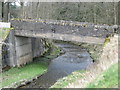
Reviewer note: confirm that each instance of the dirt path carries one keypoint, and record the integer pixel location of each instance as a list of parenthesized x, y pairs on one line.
[(108, 57)]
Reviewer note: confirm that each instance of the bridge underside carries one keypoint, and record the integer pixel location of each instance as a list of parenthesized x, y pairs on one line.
[(63, 37), (21, 49)]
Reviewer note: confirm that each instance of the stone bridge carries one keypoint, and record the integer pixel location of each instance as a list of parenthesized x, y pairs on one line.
[(24, 30)]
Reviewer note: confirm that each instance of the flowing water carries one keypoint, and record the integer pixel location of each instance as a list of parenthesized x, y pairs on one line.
[(75, 58)]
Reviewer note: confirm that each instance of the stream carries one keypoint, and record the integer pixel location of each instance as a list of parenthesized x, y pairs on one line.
[(75, 58)]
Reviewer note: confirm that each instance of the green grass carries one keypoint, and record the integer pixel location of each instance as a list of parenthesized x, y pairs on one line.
[(61, 83), (107, 79), (24, 73), (29, 71), (4, 33)]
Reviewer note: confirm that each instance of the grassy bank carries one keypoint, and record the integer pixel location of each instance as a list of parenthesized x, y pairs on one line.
[(62, 83), (107, 79), (15, 76)]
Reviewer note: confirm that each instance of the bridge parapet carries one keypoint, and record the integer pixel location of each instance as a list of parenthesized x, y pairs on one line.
[(60, 30)]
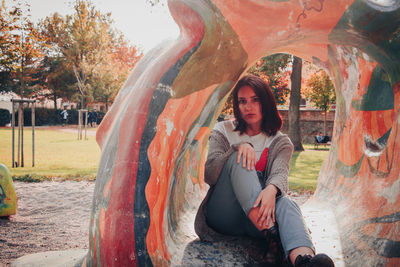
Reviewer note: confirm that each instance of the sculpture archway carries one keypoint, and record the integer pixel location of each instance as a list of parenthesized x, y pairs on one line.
[(154, 137)]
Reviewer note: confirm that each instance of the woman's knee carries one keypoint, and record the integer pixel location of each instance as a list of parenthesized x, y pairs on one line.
[(285, 203)]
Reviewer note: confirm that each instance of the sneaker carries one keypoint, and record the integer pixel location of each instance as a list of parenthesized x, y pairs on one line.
[(319, 260)]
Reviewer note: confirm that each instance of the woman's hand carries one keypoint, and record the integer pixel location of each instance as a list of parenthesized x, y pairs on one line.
[(266, 201), (248, 153)]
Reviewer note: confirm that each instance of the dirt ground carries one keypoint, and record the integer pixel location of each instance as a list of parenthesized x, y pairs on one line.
[(51, 216)]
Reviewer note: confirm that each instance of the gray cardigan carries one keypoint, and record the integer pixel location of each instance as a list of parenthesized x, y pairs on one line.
[(276, 173)]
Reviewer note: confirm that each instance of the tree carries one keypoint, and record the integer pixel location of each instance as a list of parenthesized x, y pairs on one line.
[(8, 58), (294, 106), (321, 92), (110, 78), (21, 50), (273, 69), (95, 48), (57, 76), (57, 80)]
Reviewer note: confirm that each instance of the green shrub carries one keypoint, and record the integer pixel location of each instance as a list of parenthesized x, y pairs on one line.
[(45, 116), (4, 117)]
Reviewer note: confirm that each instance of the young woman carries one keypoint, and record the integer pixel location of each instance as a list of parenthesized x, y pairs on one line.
[(247, 169)]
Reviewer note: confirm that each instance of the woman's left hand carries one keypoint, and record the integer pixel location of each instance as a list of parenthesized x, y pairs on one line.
[(266, 201)]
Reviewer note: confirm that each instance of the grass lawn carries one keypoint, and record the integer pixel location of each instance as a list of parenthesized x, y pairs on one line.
[(305, 167), (59, 155)]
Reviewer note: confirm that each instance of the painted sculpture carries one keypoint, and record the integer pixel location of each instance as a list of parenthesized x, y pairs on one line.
[(154, 138), (8, 197)]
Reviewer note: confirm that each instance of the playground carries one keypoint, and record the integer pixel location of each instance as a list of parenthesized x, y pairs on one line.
[(54, 198)]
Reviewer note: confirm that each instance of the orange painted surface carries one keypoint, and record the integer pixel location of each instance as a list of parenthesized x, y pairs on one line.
[(163, 153)]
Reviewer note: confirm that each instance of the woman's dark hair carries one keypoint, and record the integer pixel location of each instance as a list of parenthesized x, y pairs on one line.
[(272, 121)]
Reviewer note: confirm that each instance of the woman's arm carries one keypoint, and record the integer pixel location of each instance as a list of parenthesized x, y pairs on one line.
[(219, 151), (277, 180), (278, 166)]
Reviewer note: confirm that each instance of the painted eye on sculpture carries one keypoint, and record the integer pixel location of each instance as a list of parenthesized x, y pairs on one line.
[(384, 5)]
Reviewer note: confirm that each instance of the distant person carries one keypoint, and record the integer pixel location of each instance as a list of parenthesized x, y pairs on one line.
[(64, 116), (320, 138), (90, 118), (247, 169), (94, 118)]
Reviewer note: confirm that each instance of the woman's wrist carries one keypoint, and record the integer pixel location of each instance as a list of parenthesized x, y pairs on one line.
[(273, 188)]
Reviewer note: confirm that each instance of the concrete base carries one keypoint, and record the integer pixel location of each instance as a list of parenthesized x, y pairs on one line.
[(321, 221), (192, 252), (64, 258)]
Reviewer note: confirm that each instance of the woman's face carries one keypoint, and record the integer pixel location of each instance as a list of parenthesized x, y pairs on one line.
[(249, 106)]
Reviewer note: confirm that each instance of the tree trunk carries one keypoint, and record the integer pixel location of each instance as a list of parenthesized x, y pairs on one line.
[(294, 108), (55, 102)]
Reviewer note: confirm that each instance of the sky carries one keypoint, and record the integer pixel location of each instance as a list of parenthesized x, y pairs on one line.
[(143, 25)]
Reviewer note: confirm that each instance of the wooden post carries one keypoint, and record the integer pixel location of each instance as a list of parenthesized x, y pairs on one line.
[(33, 134), (13, 133), (79, 125), (86, 115), (22, 134), (19, 135)]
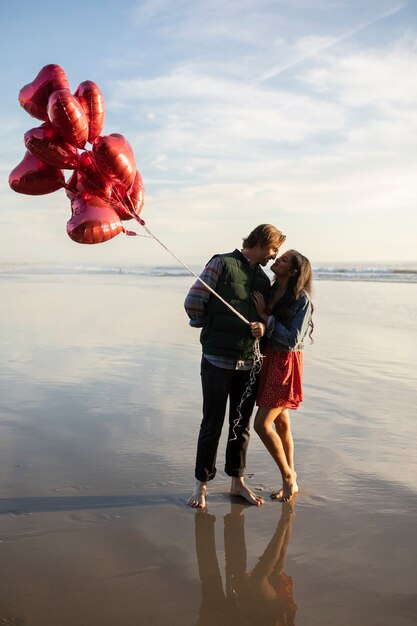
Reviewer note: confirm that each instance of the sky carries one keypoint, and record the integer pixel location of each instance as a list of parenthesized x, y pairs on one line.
[(299, 113)]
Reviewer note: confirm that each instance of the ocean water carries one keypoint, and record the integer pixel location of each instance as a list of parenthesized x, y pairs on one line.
[(100, 404), (369, 272)]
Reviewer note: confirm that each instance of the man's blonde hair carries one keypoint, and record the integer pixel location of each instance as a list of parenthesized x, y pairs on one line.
[(265, 235)]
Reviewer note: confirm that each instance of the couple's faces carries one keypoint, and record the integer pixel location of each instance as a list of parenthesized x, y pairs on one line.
[(266, 254), (283, 264)]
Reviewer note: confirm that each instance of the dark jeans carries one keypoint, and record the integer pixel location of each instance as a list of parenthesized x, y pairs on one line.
[(220, 385)]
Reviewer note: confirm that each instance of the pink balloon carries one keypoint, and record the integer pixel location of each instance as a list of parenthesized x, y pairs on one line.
[(45, 144), (34, 96), (87, 178), (129, 202), (34, 177), (68, 117), (93, 220), (114, 156), (92, 101)]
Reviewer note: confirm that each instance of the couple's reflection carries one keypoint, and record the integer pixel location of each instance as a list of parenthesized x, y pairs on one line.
[(263, 596)]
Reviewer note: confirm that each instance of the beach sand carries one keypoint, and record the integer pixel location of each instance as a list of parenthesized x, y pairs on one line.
[(100, 405)]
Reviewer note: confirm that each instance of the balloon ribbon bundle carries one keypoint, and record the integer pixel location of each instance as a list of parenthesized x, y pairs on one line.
[(105, 187)]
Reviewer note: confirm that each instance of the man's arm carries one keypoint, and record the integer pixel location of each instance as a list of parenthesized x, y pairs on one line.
[(196, 301)]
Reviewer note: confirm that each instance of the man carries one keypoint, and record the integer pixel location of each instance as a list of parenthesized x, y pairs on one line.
[(227, 360)]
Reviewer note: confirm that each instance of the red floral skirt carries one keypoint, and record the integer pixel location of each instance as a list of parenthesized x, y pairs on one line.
[(280, 382)]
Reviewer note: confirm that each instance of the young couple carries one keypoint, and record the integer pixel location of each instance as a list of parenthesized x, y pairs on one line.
[(281, 314)]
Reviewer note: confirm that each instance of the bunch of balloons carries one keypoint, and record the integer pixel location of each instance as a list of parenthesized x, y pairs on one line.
[(105, 186)]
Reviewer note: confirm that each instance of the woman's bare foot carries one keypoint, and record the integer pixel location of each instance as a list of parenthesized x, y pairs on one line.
[(238, 488), (289, 489), (198, 498)]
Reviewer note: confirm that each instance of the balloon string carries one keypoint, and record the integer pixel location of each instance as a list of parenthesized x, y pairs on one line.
[(256, 368), (229, 306), (257, 356)]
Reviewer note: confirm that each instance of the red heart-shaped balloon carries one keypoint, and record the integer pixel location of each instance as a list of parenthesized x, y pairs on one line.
[(68, 117), (93, 220), (129, 201), (115, 158), (87, 178), (45, 144), (34, 177), (33, 97), (92, 101)]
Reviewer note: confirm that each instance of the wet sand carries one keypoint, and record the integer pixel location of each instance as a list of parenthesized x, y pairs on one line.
[(99, 411)]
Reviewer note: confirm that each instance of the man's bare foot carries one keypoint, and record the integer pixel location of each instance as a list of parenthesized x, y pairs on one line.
[(239, 488), (289, 489), (198, 498)]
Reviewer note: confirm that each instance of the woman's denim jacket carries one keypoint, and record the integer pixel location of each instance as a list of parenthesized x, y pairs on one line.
[(290, 338)]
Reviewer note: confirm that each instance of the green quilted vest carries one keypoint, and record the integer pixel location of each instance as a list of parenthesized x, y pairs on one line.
[(224, 333)]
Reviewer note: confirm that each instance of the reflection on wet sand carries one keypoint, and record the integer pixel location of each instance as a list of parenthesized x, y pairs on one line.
[(263, 595)]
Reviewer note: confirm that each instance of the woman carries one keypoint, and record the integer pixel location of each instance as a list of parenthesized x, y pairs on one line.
[(286, 321)]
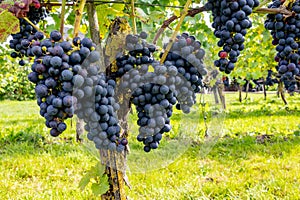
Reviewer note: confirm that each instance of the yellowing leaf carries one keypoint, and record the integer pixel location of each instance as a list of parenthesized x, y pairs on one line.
[(9, 24)]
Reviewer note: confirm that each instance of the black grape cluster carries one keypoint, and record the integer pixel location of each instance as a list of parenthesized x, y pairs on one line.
[(231, 22), (286, 35), (97, 106), (28, 35), (155, 89), (36, 14), (54, 68), (270, 81), (139, 53), (154, 104)]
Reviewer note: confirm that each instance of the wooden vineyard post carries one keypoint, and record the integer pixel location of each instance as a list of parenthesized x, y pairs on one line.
[(115, 163)]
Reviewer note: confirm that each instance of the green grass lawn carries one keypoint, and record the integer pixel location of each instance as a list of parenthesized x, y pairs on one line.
[(240, 165)]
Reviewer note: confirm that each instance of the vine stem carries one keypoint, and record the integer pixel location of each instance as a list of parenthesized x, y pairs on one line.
[(34, 26), (183, 14), (166, 23), (79, 12), (133, 17), (62, 19)]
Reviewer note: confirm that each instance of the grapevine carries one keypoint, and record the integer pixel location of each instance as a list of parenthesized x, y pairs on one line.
[(285, 33)]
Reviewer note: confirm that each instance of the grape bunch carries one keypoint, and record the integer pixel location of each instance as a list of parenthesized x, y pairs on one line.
[(37, 14), (97, 106), (28, 35), (154, 104), (22, 7), (286, 35), (231, 22), (139, 53), (54, 68)]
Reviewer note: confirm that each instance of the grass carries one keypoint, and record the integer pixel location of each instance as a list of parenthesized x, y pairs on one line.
[(239, 165)]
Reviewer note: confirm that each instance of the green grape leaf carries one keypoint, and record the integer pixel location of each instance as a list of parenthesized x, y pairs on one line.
[(9, 24), (142, 15)]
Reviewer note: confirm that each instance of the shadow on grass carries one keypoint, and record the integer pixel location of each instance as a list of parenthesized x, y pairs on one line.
[(232, 149), (30, 141)]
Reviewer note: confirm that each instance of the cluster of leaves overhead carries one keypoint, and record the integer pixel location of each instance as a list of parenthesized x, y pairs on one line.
[(14, 84)]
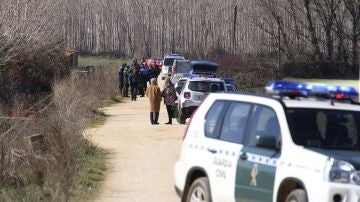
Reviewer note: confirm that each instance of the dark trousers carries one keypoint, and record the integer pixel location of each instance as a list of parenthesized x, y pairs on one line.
[(121, 86), (154, 117), (141, 90), (126, 89), (169, 110), (134, 89)]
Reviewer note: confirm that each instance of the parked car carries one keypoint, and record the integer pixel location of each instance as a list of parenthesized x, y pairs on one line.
[(181, 67), (230, 88), (193, 92), (204, 68), (153, 61), (168, 61), (292, 146)]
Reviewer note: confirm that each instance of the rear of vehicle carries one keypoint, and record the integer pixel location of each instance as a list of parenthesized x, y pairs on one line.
[(230, 88), (166, 69), (181, 67), (194, 92), (204, 68)]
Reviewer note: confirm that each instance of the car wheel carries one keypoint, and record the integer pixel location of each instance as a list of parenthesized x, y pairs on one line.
[(199, 191), (297, 195)]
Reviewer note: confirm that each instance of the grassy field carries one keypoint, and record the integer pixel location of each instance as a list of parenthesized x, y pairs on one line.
[(101, 61), (354, 83)]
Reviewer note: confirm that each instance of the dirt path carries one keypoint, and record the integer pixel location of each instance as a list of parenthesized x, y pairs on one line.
[(142, 155)]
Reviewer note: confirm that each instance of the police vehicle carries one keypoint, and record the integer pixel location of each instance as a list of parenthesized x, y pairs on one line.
[(193, 91), (302, 143)]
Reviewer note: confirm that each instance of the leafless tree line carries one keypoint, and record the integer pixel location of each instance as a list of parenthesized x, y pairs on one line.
[(325, 29)]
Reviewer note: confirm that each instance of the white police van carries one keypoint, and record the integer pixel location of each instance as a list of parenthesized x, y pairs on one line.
[(302, 145)]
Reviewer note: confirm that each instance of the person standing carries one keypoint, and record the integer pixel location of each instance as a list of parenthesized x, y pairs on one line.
[(169, 94), (126, 82), (144, 77), (154, 94), (121, 77), (134, 79)]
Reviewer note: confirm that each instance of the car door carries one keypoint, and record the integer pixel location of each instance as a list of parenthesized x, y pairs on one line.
[(256, 166), (225, 149)]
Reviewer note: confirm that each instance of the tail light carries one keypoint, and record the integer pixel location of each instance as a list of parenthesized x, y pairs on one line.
[(187, 95)]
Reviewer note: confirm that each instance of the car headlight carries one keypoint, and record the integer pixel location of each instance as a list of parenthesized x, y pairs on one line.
[(341, 172)]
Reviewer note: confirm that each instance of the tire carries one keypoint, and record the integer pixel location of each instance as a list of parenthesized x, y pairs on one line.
[(297, 195), (199, 191)]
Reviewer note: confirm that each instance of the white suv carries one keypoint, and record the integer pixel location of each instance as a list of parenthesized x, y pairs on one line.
[(242, 147), (193, 92), (166, 68)]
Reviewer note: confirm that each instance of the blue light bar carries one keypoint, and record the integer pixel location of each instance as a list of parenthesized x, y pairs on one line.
[(298, 89), (287, 88)]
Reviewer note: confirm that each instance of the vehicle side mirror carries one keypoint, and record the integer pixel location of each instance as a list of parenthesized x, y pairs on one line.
[(268, 142), (178, 89)]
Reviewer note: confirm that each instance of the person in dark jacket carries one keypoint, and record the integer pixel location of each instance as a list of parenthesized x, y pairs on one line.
[(121, 77), (169, 94), (154, 94), (126, 82), (144, 77), (134, 79)]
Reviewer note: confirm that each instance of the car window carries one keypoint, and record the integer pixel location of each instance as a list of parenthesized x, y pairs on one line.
[(264, 122), (206, 86), (212, 119), (328, 129), (235, 119)]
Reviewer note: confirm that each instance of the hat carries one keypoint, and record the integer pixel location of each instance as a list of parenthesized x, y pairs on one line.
[(153, 81)]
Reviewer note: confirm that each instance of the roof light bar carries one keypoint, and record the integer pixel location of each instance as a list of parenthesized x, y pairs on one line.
[(287, 88), (299, 89)]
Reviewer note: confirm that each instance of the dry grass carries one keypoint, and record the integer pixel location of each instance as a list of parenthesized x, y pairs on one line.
[(51, 168)]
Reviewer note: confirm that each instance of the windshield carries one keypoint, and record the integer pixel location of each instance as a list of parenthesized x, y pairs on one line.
[(206, 86), (328, 129)]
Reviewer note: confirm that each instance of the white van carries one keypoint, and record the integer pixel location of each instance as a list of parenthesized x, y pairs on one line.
[(167, 64), (181, 67)]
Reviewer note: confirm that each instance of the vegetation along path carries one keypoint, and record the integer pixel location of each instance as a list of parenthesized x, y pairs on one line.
[(142, 155)]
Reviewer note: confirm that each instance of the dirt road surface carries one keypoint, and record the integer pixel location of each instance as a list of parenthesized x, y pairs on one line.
[(142, 156)]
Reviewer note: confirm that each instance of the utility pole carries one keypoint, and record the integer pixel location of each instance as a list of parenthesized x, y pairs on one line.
[(279, 21)]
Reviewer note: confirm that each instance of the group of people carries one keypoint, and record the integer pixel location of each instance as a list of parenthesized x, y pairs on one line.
[(136, 76)]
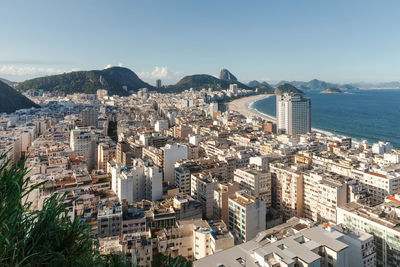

------------------------------------------------

INSTRUCTIONS FOR THE TASK: Quote, word for word and nothing more, every line from the line with "Reviewer note: confirm that each instance of the white van" to the end of the entries, including both ends; skip any pictures.

RESPONSE TO THE EXERCISE:
Reviewer note: confirm that each instance of the white van carries one keypoint, and record the integer pixel location of each instance as a list of parenthesized x, y pairs on one line.
[(167, 64), (181, 67)]
Reviewer note: confirm that each instance of the vegetation along path carries one keypoint, and record the integer pixel location of each instance as a list of parenthesized x, y pairs on one line.
[(142, 155)]
Reviewer note: confirm that each instance of the dirt road surface carries one keypoint, and record the integer pixel location of each instance as a list of parenthesized x, y pairs on one line.
[(142, 156)]
Reviewer note: confirm that each instance of the utility pole carries one keypoint, and record the integer pixel location of each instance as a list of parenthesized x, y pairs on one line.
[(279, 21)]
Reviewer note: confirm that each instance of the group of people carries one keypoint, and record the integer pixel location of each instance as a list of parenthesized x, y pairs on one line.
[(136, 76)]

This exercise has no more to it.